Problema escrito 1: Indique apenas o número de linhas da listagem abaixo que contêm a palavra "green", distinguindo maiúsculas de minúsculas.

== Secção do documento

Saturday, October 14, 2006

heteronomias de heteronomias


Há 20 anos atrás eu e o Alberto Dias (Juntamento com J. Rato, F. Xavier e outros) proposemos a noção de entreactor como alternativa à noção gasta de autor ou à sua polémica «supressão» às luvas maneatadoras dos estruturalistas e post-estruturalistas. Os heideggarianos diriam que a puta da linguagem nos fala falando-se, mas nós também nos prostituimos em performances nela e com ela, com o atarantado fardo de uma performance (é isso a «autenticidade?»).

O que em certa medida é òbvio na cumplicidade com a linguagem escrita ou falada, ou no nos deixarmos encenar em ready-mades que reencenam popisticamente (ou através de duchampianas lentes) uma suposta «presentação», já não o é na animalesca prática da pintura, por mais reaccionária que esta nos «re-presente.»

Vem isto a propósito de um texto de Agamben sobre Deleuze e Foucault (ò cliché das referências post-mod.!) que nos fala da Imanência absoluta, ou melhor «L'immanence: une vie...» - glosar o texto de Agamben agora? Nem pensar. Mas a ideia da imanência absoluta é a da própria experiência da pintura. A imanência é o que nos situa como corpo, como descontinuidade de uma experiência que é inacabada mesmo antes de começar a ser ou depois da morte. Pintar é afinar o corpo nas suas sucessivas revelações. Mas citemos Agamben citando Deleuze:

Compreendemos porque é que Deleuze chega a escrever de uma vida como sendo «potência, beatitude completas». A vida é feita de «virtualidades», ela é potência pura que coincide de forma espinosiana com o ser, e a potência, na medida em que «nada lhe falta», na medida onde ela é o constituir desejante do desejo, é imediatamente beata. Todo o alimentar-se, todo o deixar-se ser, é beato e desfruta-se.

Há uma referência um pouco antes à expressão ladina de Espinoza «pasearse». A utilidade filosófica dos verbos reflexos excita Agamben mas alembra-me, mais uma vez Lapa (todo este blog tem sido uma soma de elegias, algo epitalâmicas, a Lapa). Cito Lapa:

Quero dizer que o fundamento da pintura, portanto da possibilidade de obter pintura, é o funcionamento do corpo na e fora da operação de pintar.

====
== Materiais do exercício

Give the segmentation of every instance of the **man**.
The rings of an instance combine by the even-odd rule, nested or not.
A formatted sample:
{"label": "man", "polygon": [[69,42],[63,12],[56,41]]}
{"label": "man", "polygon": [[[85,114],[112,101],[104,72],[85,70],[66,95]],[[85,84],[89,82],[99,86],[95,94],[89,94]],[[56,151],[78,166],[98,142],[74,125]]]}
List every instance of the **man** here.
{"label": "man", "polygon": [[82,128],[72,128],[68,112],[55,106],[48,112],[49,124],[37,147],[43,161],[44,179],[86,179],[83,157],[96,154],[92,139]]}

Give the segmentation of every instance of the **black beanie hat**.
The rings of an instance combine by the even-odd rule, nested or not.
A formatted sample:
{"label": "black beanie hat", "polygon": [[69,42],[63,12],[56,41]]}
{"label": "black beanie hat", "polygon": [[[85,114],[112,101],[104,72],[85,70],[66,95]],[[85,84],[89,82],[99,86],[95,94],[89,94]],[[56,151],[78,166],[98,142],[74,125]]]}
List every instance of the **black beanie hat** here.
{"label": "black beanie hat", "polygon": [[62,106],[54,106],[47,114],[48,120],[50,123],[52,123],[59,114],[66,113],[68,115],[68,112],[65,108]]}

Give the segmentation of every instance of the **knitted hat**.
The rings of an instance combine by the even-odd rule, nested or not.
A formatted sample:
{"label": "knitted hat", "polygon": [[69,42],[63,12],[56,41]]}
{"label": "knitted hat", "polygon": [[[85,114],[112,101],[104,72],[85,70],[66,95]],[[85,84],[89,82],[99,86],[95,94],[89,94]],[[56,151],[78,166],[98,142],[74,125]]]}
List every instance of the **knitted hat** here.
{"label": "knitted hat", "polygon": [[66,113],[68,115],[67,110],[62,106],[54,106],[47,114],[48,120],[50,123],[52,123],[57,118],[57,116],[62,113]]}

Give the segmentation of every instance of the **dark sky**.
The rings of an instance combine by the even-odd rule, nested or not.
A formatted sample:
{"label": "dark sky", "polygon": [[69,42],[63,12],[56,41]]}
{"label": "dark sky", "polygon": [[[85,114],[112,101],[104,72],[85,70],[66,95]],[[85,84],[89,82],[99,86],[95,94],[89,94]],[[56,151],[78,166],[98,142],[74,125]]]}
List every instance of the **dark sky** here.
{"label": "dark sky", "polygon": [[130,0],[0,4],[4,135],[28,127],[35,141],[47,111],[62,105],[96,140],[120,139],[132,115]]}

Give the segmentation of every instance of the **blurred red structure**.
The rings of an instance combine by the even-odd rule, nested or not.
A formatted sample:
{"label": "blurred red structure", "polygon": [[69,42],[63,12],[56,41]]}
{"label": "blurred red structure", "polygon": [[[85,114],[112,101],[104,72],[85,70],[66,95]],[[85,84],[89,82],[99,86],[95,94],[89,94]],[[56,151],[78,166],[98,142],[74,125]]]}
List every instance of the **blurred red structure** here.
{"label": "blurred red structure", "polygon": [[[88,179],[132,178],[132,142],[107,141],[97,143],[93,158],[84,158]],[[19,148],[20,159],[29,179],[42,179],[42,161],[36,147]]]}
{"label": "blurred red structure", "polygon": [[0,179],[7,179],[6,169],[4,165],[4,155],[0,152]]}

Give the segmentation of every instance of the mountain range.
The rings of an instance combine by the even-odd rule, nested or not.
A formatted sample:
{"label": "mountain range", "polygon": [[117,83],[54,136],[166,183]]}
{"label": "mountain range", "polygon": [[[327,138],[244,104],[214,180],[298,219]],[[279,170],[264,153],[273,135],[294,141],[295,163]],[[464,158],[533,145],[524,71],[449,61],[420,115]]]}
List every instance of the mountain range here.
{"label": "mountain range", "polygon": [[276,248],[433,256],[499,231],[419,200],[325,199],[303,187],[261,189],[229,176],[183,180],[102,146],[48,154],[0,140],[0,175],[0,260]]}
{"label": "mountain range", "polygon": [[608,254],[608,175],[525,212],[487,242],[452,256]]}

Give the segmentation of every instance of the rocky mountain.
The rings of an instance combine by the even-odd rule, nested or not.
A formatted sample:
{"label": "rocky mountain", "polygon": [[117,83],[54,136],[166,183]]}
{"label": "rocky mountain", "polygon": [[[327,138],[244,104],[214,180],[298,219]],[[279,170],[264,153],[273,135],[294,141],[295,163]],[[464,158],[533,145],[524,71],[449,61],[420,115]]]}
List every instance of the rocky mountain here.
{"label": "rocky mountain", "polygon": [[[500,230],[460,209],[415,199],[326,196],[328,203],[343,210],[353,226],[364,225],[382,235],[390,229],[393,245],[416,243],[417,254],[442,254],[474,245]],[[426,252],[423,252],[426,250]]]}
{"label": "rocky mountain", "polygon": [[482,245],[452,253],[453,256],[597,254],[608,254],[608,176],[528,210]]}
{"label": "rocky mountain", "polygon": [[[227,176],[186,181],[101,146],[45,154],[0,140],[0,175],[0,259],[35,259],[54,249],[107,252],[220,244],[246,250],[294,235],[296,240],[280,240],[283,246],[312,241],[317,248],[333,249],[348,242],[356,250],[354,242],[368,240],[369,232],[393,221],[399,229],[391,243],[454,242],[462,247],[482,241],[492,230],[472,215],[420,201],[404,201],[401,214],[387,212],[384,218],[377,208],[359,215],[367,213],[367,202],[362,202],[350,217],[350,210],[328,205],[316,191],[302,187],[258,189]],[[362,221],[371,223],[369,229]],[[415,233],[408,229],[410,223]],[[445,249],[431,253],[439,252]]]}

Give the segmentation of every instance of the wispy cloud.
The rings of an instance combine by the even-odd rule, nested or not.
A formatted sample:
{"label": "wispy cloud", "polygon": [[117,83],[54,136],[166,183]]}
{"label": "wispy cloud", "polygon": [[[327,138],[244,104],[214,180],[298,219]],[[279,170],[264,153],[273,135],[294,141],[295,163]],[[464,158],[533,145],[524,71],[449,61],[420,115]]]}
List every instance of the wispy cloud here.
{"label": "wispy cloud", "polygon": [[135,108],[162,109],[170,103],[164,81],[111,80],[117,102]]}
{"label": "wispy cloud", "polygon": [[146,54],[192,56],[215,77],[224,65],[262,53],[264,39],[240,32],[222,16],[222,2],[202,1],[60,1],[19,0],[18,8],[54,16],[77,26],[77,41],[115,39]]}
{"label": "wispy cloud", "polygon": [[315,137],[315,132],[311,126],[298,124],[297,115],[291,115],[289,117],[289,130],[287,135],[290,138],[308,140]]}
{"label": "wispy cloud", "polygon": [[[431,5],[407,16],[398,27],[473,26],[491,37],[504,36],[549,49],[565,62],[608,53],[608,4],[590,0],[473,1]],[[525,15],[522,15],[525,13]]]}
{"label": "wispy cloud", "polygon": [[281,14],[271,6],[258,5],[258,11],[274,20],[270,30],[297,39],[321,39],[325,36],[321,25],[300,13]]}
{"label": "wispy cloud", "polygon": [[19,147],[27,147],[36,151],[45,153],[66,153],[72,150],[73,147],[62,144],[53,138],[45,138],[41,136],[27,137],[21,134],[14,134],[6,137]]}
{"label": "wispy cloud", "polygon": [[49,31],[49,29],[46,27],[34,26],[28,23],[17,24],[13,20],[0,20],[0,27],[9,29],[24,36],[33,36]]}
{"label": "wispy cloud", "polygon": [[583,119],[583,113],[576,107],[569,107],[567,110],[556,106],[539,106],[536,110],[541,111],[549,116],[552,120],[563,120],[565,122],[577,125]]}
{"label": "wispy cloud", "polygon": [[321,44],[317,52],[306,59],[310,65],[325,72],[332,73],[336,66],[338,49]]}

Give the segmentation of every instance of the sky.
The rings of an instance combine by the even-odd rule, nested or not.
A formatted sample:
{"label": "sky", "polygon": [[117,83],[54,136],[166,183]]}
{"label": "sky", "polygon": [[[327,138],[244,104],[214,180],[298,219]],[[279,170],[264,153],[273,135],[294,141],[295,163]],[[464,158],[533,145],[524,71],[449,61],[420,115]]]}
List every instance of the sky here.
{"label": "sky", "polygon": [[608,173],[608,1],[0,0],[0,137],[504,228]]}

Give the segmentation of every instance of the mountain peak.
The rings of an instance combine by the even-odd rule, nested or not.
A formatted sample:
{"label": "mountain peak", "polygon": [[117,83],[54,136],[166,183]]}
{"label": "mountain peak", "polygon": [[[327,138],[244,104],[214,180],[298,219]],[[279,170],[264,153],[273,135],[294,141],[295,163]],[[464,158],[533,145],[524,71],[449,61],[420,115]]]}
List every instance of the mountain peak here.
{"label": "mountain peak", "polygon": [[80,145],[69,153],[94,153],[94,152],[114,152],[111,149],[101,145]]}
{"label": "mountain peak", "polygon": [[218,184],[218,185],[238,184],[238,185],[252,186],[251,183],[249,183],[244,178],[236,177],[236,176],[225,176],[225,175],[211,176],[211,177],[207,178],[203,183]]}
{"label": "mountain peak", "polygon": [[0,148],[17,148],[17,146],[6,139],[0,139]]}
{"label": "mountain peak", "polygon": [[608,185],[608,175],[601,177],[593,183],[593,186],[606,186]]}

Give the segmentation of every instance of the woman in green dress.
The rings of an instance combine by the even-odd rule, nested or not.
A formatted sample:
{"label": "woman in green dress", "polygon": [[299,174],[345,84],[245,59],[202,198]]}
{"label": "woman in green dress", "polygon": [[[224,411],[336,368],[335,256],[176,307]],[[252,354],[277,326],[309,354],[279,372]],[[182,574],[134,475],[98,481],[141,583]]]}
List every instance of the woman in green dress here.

====

Problema escrito 2: Prolongue o texto sobre pintura e imanência, lá em cima, a partir da sua última frase.

Resposta escrita 1: 4

Resposta escrita 2:
O corpo é um movimento sem princípio nem fim.

A pintura de Álvaro Lapa, que nas atira, como muitos dos escritores que «encaderna», para uma vida mais vida e um corpo mais corpo, não faz com que passeemos, mas faz que passemos de um estado de espectadores ou de contempladores, ainda na recatada e fetichista postura a que não se furta Duchamp, para a condição mais plena do «passear-se». Os «campésticos», titulos de alguns quadros de Lapa, designam a indistinção imobilidade-movimento, paisagem-corpo, sem termos sequer que ser sacudidos pelo espectro kantiano do sublime. Fale sr. Lapa:

Nenhuma teoria também aqui: o puro exercício material e espiritual de uma função, a pintura como função, o pictórico no sentido empirico de aquisição, não parte de principios conscientes a não ser num sentido “vasto”, “flutuante”, tanto como artistico, emissivo ou receptivo, em geral. Apatia, transe, euforia, revolta, angustia, serenidade, etc., tudo termos emocionais relativos ao corpo afectado que não suporta enquanto tal quaisqueres valores.

Nós não sabemos o que a pintura, a arte em geral, significam, sequer como sentido oculto. Podemos a esse respeito contar histórias ou deixar de contar.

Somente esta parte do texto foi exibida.